Excerpt from a dataset
+ + + + + + +

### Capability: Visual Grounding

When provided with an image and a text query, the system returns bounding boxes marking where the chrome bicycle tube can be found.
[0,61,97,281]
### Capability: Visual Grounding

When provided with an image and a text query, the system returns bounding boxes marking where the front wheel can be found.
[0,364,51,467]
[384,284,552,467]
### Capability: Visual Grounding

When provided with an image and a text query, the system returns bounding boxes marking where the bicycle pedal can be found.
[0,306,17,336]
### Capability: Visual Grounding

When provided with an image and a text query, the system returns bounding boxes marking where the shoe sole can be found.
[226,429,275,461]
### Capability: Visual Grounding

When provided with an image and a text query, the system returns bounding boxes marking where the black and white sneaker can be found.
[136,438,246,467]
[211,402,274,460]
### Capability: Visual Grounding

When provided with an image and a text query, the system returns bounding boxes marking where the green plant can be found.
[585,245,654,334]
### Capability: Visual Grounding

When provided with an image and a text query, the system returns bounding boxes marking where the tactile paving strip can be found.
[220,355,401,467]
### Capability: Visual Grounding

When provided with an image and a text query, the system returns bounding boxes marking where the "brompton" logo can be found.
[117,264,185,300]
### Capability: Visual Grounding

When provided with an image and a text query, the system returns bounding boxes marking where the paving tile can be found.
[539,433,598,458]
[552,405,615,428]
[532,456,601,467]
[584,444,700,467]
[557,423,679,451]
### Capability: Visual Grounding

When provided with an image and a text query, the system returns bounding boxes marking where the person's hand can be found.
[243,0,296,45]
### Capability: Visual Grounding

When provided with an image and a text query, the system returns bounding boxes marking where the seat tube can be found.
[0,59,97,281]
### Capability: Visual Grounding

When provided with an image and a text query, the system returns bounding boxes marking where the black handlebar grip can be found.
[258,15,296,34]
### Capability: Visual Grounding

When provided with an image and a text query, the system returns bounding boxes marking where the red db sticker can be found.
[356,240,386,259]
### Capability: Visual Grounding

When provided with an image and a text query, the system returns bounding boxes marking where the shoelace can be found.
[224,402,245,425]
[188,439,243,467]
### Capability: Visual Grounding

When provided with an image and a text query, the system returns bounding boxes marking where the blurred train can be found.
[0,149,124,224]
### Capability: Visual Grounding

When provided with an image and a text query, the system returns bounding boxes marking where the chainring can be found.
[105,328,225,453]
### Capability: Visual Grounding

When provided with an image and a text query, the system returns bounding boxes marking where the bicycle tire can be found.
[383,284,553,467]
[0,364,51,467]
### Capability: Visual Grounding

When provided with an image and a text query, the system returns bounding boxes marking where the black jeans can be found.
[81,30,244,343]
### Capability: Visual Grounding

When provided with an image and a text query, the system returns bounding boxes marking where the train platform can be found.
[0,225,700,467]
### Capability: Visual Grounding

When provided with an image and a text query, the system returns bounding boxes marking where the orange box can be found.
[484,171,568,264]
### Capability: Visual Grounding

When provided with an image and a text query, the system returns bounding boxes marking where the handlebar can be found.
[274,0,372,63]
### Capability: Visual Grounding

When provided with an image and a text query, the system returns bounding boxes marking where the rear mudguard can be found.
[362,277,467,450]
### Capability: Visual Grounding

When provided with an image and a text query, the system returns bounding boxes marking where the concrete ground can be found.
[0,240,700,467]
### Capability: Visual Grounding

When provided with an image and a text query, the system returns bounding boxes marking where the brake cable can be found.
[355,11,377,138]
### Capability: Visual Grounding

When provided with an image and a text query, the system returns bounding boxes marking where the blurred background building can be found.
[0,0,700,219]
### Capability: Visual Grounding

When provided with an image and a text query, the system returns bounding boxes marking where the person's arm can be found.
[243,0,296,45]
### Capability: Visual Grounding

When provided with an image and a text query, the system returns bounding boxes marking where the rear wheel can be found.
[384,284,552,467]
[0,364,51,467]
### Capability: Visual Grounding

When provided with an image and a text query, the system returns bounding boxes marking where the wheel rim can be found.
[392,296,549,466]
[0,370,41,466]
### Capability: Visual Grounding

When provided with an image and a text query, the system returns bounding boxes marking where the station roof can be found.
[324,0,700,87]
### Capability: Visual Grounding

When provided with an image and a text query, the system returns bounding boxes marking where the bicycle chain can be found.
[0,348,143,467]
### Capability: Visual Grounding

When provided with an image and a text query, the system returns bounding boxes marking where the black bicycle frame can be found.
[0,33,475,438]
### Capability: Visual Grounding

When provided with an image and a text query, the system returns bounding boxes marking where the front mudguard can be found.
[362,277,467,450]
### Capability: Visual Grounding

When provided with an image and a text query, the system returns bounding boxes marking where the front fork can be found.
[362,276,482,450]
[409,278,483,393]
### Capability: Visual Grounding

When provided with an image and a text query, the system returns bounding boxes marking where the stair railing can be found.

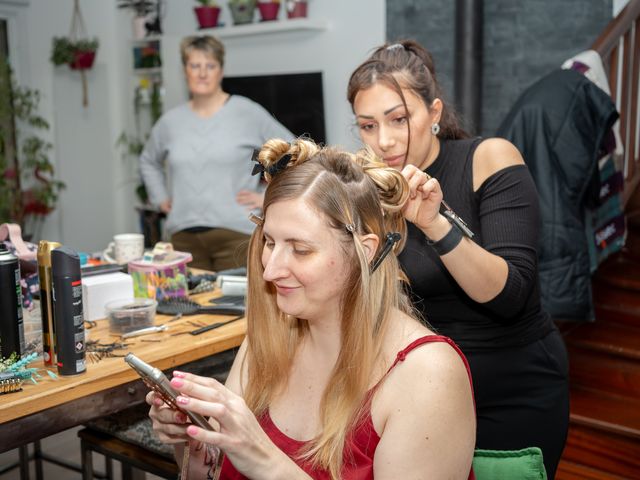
[591,0,640,209]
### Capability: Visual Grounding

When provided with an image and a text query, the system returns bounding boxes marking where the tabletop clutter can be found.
[0,234,247,394]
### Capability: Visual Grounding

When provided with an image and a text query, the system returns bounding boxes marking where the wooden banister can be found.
[591,0,640,210]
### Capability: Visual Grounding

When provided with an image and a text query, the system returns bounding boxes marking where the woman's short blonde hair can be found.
[180,35,224,67]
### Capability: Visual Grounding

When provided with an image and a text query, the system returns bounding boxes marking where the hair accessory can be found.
[249,212,264,225]
[371,232,402,273]
[251,148,264,176]
[251,150,291,177]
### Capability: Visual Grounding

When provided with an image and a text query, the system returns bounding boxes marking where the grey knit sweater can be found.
[140,95,293,235]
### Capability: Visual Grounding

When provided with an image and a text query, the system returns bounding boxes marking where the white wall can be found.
[162,0,386,148]
[0,0,135,251]
[0,0,385,251]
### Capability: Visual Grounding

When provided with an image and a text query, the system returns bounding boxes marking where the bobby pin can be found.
[371,232,402,273]
[249,212,264,225]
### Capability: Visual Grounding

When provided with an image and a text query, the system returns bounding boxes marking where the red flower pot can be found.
[193,7,220,28]
[287,0,307,18]
[69,50,96,70]
[258,2,280,22]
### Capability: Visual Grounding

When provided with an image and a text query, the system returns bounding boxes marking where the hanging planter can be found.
[51,37,98,70]
[51,0,98,107]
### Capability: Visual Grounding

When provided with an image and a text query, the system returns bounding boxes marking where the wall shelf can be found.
[133,67,162,75]
[198,18,329,38]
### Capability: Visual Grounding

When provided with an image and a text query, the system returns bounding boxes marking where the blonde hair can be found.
[243,139,413,479]
[180,35,224,67]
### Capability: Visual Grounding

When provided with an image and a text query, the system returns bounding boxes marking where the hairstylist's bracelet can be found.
[427,210,473,256]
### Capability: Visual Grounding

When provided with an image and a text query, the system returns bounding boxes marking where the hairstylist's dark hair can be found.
[347,40,469,140]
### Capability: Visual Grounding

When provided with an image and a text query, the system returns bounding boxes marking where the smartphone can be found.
[124,353,213,430]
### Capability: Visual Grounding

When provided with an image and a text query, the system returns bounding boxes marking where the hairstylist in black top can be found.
[348,41,569,478]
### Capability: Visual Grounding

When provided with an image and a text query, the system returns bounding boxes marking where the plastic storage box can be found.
[129,251,193,300]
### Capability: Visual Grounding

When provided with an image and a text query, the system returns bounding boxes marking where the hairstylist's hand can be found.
[171,371,284,478]
[158,198,171,213]
[236,190,264,210]
[145,391,190,444]
[402,165,442,232]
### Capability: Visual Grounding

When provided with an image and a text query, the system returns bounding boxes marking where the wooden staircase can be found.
[556,0,640,480]
[556,218,640,480]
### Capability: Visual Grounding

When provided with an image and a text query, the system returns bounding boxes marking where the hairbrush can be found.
[156,297,244,315]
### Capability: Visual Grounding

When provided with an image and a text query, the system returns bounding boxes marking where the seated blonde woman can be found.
[147,139,475,480]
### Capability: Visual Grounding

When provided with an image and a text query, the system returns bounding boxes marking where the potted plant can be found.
[50,0,98,107]
[286,0,307,18]
[193,0,220,28]
[0,61,65,236]
[258,0,280,22]
[118,0,162,40]
[228,0,258,25]
[51,37,99,70]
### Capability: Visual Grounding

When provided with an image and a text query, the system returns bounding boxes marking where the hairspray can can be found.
[0,246,25,358]
[51,246,87,375]
[38,240,60,365]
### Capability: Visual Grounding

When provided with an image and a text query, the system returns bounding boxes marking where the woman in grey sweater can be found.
[140,35,293,271]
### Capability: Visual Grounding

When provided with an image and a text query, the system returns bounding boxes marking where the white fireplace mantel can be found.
[161,0,386,149]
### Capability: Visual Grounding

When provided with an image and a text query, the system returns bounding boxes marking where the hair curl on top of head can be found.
[252,138,320,183]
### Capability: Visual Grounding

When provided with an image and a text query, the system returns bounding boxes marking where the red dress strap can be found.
[378,335,476,409]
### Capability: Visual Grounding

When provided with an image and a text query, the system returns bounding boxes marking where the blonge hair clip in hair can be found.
[371,232,402,273]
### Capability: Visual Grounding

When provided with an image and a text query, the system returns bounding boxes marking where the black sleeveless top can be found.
[399,138,555,351]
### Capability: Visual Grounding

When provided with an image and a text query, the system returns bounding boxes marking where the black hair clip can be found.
[251,150,291,177]
[371,232,402,273]
[251,148,264,176]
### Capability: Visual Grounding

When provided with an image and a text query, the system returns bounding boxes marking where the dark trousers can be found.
[465,330,569,480]
[171,228,251,272]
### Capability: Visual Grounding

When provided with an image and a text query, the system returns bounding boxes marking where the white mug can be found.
[102,233,144,265]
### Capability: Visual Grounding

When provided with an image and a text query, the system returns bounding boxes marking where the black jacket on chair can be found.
[497,70,618,321]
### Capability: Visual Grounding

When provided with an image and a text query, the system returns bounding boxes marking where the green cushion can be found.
[473,447,547,480]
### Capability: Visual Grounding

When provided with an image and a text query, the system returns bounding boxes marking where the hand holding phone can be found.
[124,353,213,431]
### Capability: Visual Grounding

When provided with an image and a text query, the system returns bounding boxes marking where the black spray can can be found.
[51,247,87,375]
[38,240,60,365]
[0,246,25,358]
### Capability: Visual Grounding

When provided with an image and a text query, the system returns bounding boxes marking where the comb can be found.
[0,373,24,394]
[156,297,244,315]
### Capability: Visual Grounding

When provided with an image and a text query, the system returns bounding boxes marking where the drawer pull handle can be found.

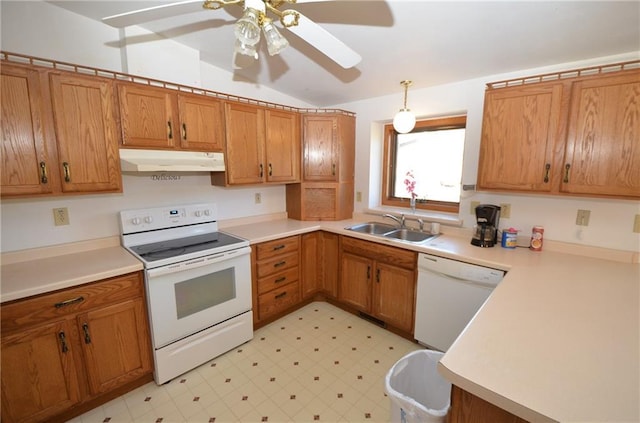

+ + + + + + +

Write out everything from the start of the items down to the line containing "[0,61,97,281]", switching "chrome bicycle tube" to "steel frame tube" and leaving all else unchanged.

Exercise output:
### Capability: Visual Grounding

When provided with an image and a text query, the system returns bounding boxes marking where the steel frame tube can be found.
[0,61,97,281]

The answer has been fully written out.